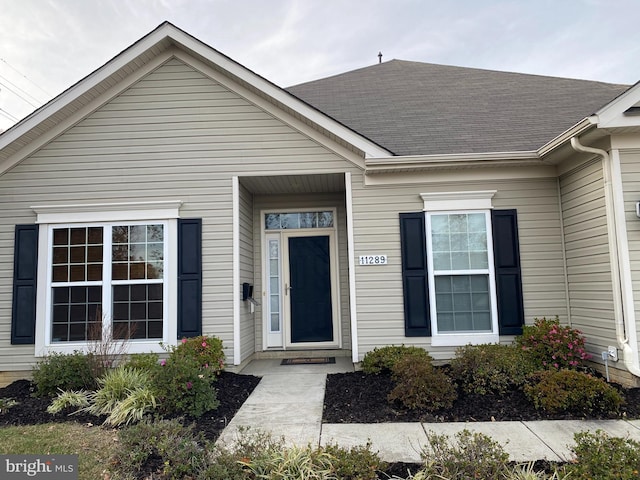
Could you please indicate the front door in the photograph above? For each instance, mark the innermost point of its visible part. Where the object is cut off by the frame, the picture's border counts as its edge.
(310, 289)
(301, 287)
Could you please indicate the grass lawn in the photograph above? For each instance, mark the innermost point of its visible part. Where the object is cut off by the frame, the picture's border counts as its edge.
(94, 445)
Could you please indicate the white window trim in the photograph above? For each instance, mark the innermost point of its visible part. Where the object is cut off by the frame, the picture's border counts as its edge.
(107, 212)
(443, 201)
(463, 338)
(106, 215)
(461, 202)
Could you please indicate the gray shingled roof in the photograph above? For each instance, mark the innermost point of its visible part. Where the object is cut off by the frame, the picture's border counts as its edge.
(413, 108)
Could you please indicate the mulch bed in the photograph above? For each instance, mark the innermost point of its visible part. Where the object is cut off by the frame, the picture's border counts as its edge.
(233, 390)
(360, 398)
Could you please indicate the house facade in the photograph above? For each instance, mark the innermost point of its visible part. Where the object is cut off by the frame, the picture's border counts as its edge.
(173, 192)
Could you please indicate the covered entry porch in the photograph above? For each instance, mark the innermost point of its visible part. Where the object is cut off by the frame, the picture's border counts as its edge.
(292, 253)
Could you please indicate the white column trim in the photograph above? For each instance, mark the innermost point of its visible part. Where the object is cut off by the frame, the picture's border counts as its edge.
(352, 268)
(235, 236)
(626, 282)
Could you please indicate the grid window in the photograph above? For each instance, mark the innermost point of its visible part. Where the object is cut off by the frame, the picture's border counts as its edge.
(133, 286)
(461, 271)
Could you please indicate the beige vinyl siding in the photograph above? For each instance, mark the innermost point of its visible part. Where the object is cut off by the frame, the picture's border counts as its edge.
(309, 201)
(630, 169)
(376, 230)
(174, 135)
(247, 319)
(587, 252)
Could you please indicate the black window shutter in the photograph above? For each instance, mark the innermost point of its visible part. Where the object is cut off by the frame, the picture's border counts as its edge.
(414, 275)
(25, 275)
(506, 253)
(189, 277)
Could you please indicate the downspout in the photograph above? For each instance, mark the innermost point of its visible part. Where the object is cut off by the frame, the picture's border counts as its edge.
(630, 356)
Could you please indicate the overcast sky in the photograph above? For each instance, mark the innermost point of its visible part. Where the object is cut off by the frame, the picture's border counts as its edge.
(48, 45)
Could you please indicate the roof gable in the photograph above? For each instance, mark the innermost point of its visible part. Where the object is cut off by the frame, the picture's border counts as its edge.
(46, 122)
(424, 109)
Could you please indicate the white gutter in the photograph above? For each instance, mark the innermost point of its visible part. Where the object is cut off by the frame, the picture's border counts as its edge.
(630, 354)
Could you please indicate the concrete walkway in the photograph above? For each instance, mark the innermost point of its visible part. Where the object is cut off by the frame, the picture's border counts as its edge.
(288, 402)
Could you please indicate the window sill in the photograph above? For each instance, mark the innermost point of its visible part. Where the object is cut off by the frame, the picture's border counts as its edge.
(462, 339)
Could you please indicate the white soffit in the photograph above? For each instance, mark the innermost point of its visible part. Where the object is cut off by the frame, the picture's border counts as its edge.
(613, 114)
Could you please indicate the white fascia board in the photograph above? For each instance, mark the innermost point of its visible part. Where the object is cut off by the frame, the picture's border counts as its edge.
(577, 129)
(420, 162)
(612, 114)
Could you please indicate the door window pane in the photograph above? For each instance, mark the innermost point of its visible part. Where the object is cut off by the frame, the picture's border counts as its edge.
(275, 313)
(295, 220)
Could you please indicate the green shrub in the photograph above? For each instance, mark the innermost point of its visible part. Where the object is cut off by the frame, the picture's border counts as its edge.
(59, 371)
(164, 444)
(143, 361)
(355, 463)
(182, 385)
(6, 404)
(552, 345)
(483, 369)
(603, 457)
(471, 455)
(205, 351)
(226, 459)
(291, 463)
(69, 399)
(124, 395)
(570, 391)
(418, 385)
(383, 359)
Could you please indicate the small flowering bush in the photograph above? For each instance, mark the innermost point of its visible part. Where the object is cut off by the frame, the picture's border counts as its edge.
(553, 346)
(207, 351)
(184, 382)
(570, 391)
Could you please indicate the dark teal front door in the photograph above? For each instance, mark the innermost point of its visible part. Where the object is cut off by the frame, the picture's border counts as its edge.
(310, 293)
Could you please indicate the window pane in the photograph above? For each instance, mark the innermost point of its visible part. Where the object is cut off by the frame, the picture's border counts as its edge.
(308, 220)
(462, 303)
(120, 271)
(289, 220)
(463, 237)
(138, 311)
(74, 310)
(78, 236)
(141, 246)
(155, 233)
(275, 322)
(137, 234)
(60, 255)
(272, 221)
(325, 219)
(60, 273)
(77, 273)
(61, 236)
(294, 220)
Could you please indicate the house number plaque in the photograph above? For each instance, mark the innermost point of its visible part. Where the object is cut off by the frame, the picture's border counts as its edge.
(373, 259)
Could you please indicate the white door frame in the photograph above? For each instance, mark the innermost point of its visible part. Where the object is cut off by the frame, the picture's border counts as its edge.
(282, 340)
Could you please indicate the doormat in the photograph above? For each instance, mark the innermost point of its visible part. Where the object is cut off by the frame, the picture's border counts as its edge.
(308, 361)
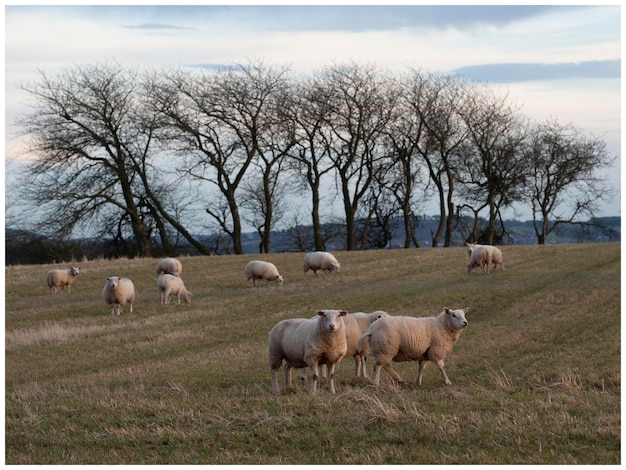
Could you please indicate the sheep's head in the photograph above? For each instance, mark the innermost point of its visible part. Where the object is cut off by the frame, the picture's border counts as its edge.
(380, 314)
(330, 319)
(457, 317)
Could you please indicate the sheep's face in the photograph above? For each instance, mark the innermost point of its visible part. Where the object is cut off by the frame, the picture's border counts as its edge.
(380, 314)
(331, 320)
(457, 317)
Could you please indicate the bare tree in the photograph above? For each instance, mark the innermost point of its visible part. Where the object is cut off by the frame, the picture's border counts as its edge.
(217, 121)
(310, 112)
(493, 166)
(361, 106)
(90, 146)
(564, 183)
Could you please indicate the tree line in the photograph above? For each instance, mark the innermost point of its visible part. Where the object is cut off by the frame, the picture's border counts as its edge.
(153, 155)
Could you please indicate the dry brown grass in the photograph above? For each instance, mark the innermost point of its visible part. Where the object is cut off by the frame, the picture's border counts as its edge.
(536, 376)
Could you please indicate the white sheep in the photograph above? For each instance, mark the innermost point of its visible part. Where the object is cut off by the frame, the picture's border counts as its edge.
(170, 266)
(256, 269)
(302, 342)
(404, 338)
(61, 278)
(495, 255)
(168, 284)
(320, 260)
(117, 292)
(480, 257)
(356, 324)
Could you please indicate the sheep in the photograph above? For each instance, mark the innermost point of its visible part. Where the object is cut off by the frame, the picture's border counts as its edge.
(302, 342)
(404, 338)
(495, 254)
(480, 257)
(356, 324)
(61, 278)
(168, 284)
(118, 291)
(320, 260)
(256, 269)
(170, 266)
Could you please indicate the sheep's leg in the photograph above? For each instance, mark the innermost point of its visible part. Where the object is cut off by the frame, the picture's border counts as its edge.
(420, 374)
(376, 374)
(441, 366)
(274, 374)
(288, 374)
(315, 376)
(331, 378)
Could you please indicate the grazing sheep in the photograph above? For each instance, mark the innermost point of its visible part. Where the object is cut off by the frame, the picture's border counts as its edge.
(480, 257)
(118, 291)
(262, 270)
(169, 266)
(404, 338)
(302, 342)
(61, 278)
(494, 253)
(168, 285)
(356, 324)
(320, 260)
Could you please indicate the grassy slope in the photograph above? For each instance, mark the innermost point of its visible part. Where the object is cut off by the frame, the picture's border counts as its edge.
(536, 375)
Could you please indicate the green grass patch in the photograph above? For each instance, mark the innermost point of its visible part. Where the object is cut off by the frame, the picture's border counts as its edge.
(536, 375)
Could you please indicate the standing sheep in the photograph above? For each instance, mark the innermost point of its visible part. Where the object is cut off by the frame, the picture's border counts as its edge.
(262, 270)
(118, 291)
(356, 324)
(495, 255)
(302, 342)
(480, 257)
(404, 338)
(168, 284)
(170, 266)
(320, 260)
(61, 278)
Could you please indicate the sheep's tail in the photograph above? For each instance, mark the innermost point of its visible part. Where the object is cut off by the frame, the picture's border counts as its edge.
(363, 344)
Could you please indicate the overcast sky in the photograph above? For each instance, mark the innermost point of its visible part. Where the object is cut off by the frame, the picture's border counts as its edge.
========================================
## TASK GOAL
Your answer should consist of the lines from the line with "Could you please indicate the standing" through the last line of the data, set down exactly, both included.

## WRITTEN SOLUTION
Could you please indicate the standing sheep in the photograph above? For each instance, mark the innermost point of its visible part. Where the object is cut off by the frame, the picture's border counts as its edge.
(262, 270)
(118, 291)
(356, 324)
(495, 255)
(302, 342)
(480, 257)
(404, 338)
(168, 284)
(170, 266)
(320, 260)
(61, 278)
Could you please indicate the sheep's tail in the photograph above? For each instance, mark the innermost point of its visible part. Where the object is cut off by the frame, the picture's border counts as its edge.
(363, 344)
Could you please indicate the overcast sky in the photograph above? For each instance, mark the innermost point of its visible part. Where the object is cut off by the frame, the picture's border counts as its edge.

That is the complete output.